> **Supplied records**
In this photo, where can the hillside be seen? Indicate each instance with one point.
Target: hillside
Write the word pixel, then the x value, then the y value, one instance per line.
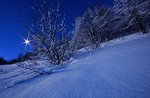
pixel 121 70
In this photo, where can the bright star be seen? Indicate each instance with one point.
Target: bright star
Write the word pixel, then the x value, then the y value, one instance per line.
pixel 27 42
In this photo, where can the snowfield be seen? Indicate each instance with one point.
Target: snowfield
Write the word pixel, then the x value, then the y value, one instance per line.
pixel 121 69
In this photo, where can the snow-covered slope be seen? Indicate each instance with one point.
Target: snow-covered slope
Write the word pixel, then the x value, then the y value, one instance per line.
pixel 119 71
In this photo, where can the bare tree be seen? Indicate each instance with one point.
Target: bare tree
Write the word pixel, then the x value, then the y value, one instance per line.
pixel 50 41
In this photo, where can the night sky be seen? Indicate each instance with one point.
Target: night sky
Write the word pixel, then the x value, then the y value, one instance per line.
pixel 11 30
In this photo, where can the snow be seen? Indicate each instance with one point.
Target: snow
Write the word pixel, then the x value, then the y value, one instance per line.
pixel 120 69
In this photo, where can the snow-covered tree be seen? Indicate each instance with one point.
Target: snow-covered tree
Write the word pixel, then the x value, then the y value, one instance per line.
pixel 50 41
pixel 131 15
pixel 89 28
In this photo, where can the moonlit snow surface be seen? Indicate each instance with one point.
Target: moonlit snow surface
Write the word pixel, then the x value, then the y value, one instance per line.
pixel 119 71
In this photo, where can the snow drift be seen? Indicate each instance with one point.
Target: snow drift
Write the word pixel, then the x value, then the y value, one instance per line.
pixel 119 71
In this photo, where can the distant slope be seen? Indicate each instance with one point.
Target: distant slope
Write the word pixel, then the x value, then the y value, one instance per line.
pixel 120 71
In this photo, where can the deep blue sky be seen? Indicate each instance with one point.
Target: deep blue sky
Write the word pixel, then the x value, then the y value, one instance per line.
pixel 11 30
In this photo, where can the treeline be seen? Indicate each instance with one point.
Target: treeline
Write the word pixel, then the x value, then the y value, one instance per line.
pixel 100 24
pixel 52 42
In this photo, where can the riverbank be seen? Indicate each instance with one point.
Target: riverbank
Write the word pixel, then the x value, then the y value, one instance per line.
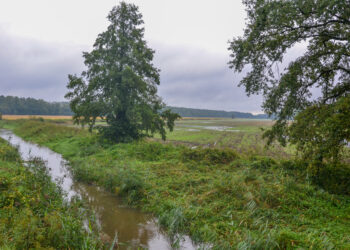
pixel 214 195
pixel 33 213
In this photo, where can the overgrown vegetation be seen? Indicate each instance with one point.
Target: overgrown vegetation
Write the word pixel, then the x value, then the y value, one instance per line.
pixel 230 201
pixel 33 213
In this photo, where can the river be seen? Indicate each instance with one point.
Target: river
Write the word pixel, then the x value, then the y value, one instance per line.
pixel 133 227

> **Given instruction**
Reproduce the full listing faithfully, but do not carry over any pictures.

> **Worked answer**
In this photo, where can the hillside be seen? Indicate each instance with one point.
Target: hillside
Write the word pixel, then the x value, then the y value, one instance per line.
pixel 121 70
In this photo, where can the bright star be seen? Indicate each instance with one point.
Target: bright star
Write the word pixel, then the x value, then the y value, one instance per line.
pixel 27 42
In this photo, where can the snowfield be seen? Indicate each instance with one point.
Target: snowfield
Write the word pixel, then the x value, then the y value, one instance per line.
pixel 121 69
In this photo, where can the snow-covered slope be seen? Indicate each instance with one point.
Target: snow-covered slope
Write the word pixel, then the x value, then the y value, one instance per line.
pixel 119 71
In this photo, where can the bare tree be seen? Indicate each instance with one point.
Target: bare tree
Write the word pixel, then the x value, then the y value, one instance per line.
pixel 50 41
In this photo, where can the night sky be seen? Indicate each instance with one point.
Target: night sky
Write the word pixel, then the x value, then the y value, one instance per line.
pixel 11 30
In this photo, where can the snow be seen? Indicate each instance with one point.
Target: snow
Write the word pixel, then the x value, then the y value, one instance per line.
pixel 120 69
In this photo, where can the snow-covered tree be seen? Indicate each instance with one point.
Target: snow-covered tree
Write the word pixel, then the x value, then the y value, one instance per line.
pixel 50 41
pixel 131 15
pixel 89 28
In this photo, where can the moonlit snow surface be seen? Indicate each instance with one point.
Target: moonlit snow surface
Write the word pixel, then the x value, then the y value, one instance per line.
pixel 119 71
In this photo, where can the snow drift be seen? Indicate each instance with one point.
Target: snow drift
Write the word pixel, then the x value, then the y value, one instance per line.
pixel 119 71
In this photo, where can the distant slope be seen? Indicate each instance with one point.
Target: distant slope
Write the word pixel, then the x value, then the y value, one instance per line.
pixel 120 71
In this photo, where can the deep blue sky be seen? Indicate each instance with one point.
Target: deep blue sky
Write the word pixel, then the x value, then the y value, one instance per line.
pixel 11 30
In this photo, where can the treeline be seen? Indicate each instance with one point.
Target: treeline
Write the word pixel, then the x value, then the y value, one instance per line.
pixel 100 24
pixel 52 42
In this photo, where can the riverbank be seen? Indicate each instance with one point.
Target: riverbank
Write the word pixel, then the x value, then the y value, one instance per line.
pixel 214 195
pixel 33 213
In this photo, where can the overgrown vegetation be seen? Indicate each instance with one point.
Target: overgrown vegetation
Write the word pixel, then the x value, then the y value, one instance per line.
pixel 230 201
pixel 33 213
In this photo, where can the river be seen? Indicate each instance with one point.
Target: river
Write the word pixel, then the x value, then the y value, one instance per line.
pixel 133 227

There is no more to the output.